Estratto del testo:
┌──

# spillatrice, pinzatrice, cucitrice, graffettatrice



## mauro63

Ciao , volevo chiedervi qual è la forma piú usata, spillatrice o cucitrice?. 

Grazie.


----------



## acidqueen

*spillatrice*, assolutamente! e quelle che infili dentro e che spilli (verbo *spillare*) sul foglio sono le *graffette*


----------



## Necsus

Secondo Google Fight  risulterebbe nettamente più usato _cucitrice_ (99.600) rispetto a _spillatrice_ (31.200). A me devo dire che capita di sentirli e usarli indifferentemente.


----------



## housecameron

Per la cronaca, non ho mai sentito il termine _spillatrice._



> De Mauro
> spillatrice
> TS tecn., attrezzo per unire fogli con punti metallici; cucitrice


 
Per me esiste solo la _cucitrice._


----------



## MünchnerFax

_Spillatrice _quasi mai sentito nemmeno io.
Però ho sentito dire (raramente) _cambrettatrice_ e (molto spesso) _pinzatrice. _Anzi, direi che quest'ultimo termine se la gioca bene come popolarità con _cucitrice_. Smentitemi se sbaglio.


----------



## housecameron

Sì MuenchnerFax, confermo _pinzatrice (_anzi, credo di usare ancora di più questo termine)


----------



## ToscanoNYC

Io non ho mai sentito _pinzatrice_.  _Cucitrice_ l'ho sempre usato come sinonimo di macchina da cucire.  Per indicare l'attrezzo che unisce fogli con punti metallici uso soltanto _spillatrice_.
Il De Mauro riporta tutte e tre, con una leggera diffenza: indica _spillatrice_ come termine tecnico-specialistico, e le altre due come "comuni".


----------



## Angel.Aura

Mi unisco a ToscanoNYC e acidqueen.
Spillatrice, spillare.


----------



## MünchnerFax

Bene, allora si profila forse una disomogeneità geografica?


----------



## Angel.Aura

Ma no, MF... forse però è ora che torni all'ovile (leggi Italia) per sistemare un po' la faccenda dei dialetti!


----------



## ToscanoNYC

Dimenticavo...esiste un altro verbo per indicare la stessa azione: graffettare.


----------



## rocamadour

Ciao a tutti! 
Il mio contributo:
usato: indifferentemente *graffettarice* e *pinzatrice*
sentito: *cucitrice*
mai sentito: *spillatrice*


----------



## Amada

Come Toscano, anche io la chiamo spillatrice. La mia provenienza è meridionale. 
A me cucitrice mi richiama la sartoria, pinzatrice non l'ho mai sentito, e graffettatrice mi sembra di derivazione francese.


----------



## tie-break

Anch'io uso indifferentemente graffettatrice e pinzatrice.




Amada said:


> e graffettatrice mi sembra di derivazione francese.

└──

Compiti da svolgere:
[A] Ricopia il passo della discussione sui nomi della spillatrice che comincia con "## acidqueen" e termina con "e usarli indifferentemente.".
[B] Scrivi il seguito della discussione sui nomi della spillatrice a partire dal punto in cui si interrompe.
Il materiale riportato qui sotto non è necessario.

Materiale di lavoro:
┌──

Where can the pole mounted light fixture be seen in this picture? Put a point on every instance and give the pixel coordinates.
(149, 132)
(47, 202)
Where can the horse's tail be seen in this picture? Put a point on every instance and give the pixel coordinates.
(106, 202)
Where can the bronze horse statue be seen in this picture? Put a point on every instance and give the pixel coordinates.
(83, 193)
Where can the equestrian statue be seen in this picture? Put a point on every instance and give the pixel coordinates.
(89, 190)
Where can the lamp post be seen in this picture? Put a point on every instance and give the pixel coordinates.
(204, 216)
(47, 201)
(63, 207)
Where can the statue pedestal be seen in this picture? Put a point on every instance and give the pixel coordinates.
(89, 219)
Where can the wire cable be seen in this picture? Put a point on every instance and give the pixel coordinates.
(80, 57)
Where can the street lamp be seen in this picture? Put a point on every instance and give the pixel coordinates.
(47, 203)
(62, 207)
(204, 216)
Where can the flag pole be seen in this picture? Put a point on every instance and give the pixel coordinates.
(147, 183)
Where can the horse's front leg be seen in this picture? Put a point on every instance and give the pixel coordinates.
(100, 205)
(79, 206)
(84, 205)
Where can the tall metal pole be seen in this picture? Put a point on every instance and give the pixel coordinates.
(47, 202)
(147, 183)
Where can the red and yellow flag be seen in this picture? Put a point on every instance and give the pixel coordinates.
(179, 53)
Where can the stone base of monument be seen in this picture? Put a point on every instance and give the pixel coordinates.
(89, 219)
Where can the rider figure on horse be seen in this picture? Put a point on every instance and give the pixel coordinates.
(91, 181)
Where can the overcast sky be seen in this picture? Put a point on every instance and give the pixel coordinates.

└──

Soluzioni:
[A]
## acidqueen

*spillatrice*, assolutamente! e quelle che infili dentro e che spilli (verbo *spillare*) sul foglio sono le *graffette*


----------



## Necsus

Secondo Google Fight  risulterebbe nettamente più usato _cucitrice_ (99.600) rispetto a _spillatrice_ (31.200). A me devo dire che capita di sentirli e usarli indifferentemente.

[B]
 
Non penso : francese - _agrafeuse_


----------



## Amada

tie-break said:


> Anch'io uso indifferentemente graffettatrice e pinzatrice.
> 
> 
> 
> 
> Non penso : francese - _agrafeuse_


 
_"Graffa" deriverebbe dal longobardo, dunque mi correggo: origine germanica._


----------



## Silvia10975

Quindi pare che *spillatrice* si usi al centro (sud?) e *cucitrice* (più altre) al nord. In effetti anche io la conosco come spillatrice, ma, mentre cucitrice non mi suona affatto male (diciamo che qui si usa meno, ma è conosciuta), le altre non mi pare di averle sentite (_cambrettatrice_ / _pinzatrice). _Quindi sì, 





MünchnerFax said:


> … si profila forse una disomogeneità geografica?


----------



## furs

Mi pare che s10975 abbia inquadrato la situazione. Anch'io -- nel Nord Italia -- uso cucitrice o (piu' raramente) pinzatrice. Quasi mai le altre varianti.


----------



## fabiog_1981

Io l'ho sempre chiamata pinzatrice. Anche in ufficio da me la chiamano tutti così.
Anzi proprio oggi me ne han portata una nuova, domani vedo cosa c'è scritto sulla scatola.


----------



## fabiog_1981

fabiog_1981 said:


> Io l'ho sempre chiamata pinzatrice. Anche in ufficio da me la chiamano tutti così.
> Anzi proprio oggi me ne han portata una nuova, domani vedo cosa c'è scritto sulla scatola.


cucitrice a pinza.


----------



## saltapicchio

Che io ricordi l'ho sempre chiamata "pinzatrice".


----------



## gabrigabri

Anche io, TO, la chiamo sempre pinzatrice.


----------



## SunDraw

Curiosità neurofisiofunzionalanatomica... :
*nella mente* mi dico "graffettatrice", dal momento che i caratteristici "punti [metallici]" io non li chiamo che, l'ammetto, "graffette".

(PS: senza nemmeno scomodare a rammentare poi quel termine specifico per i chiodi a U, che pure esiste, ma perché quelli non hanno la funzione di ripiegarsi a chiudere come invece questi "grappini" qui);
(Mmh, grappino... spillare... )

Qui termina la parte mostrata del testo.